[Data items]
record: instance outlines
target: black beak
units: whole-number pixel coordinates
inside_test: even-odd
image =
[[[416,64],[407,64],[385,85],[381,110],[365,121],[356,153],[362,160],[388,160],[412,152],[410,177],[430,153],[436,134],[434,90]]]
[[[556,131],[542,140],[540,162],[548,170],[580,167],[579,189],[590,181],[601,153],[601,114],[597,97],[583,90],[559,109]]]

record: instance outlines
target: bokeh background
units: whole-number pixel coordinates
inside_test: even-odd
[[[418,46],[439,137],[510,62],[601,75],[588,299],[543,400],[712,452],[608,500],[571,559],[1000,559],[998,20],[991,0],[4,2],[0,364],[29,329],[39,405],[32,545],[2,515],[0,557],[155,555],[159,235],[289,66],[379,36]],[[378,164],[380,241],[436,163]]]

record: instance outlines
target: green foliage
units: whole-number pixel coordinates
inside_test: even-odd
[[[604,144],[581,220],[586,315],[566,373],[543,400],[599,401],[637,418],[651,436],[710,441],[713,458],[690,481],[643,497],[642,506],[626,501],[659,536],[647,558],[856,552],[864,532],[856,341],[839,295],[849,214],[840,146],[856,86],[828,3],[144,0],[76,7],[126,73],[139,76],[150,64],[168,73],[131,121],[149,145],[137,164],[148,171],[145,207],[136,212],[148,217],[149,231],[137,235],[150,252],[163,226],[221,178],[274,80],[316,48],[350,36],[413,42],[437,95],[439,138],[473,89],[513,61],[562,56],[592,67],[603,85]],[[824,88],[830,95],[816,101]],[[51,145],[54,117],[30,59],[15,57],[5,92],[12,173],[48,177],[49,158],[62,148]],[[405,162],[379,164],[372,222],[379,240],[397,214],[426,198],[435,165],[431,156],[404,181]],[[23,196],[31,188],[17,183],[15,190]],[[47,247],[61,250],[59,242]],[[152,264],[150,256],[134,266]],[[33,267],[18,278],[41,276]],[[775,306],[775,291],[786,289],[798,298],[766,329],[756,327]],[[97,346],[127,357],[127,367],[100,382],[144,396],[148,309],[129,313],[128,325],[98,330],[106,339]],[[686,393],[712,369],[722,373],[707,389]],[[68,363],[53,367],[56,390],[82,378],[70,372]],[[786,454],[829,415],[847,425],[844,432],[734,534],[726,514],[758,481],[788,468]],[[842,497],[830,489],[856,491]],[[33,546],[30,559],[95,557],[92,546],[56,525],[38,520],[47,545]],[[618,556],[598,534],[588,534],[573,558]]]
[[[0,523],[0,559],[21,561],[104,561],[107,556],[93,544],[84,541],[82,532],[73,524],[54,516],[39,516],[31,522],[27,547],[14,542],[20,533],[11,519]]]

§ Assignment: Your answer should consist of all lines above that include the string "target".

§ Reply:
target: black beak
target: bokeh background
target: green foliage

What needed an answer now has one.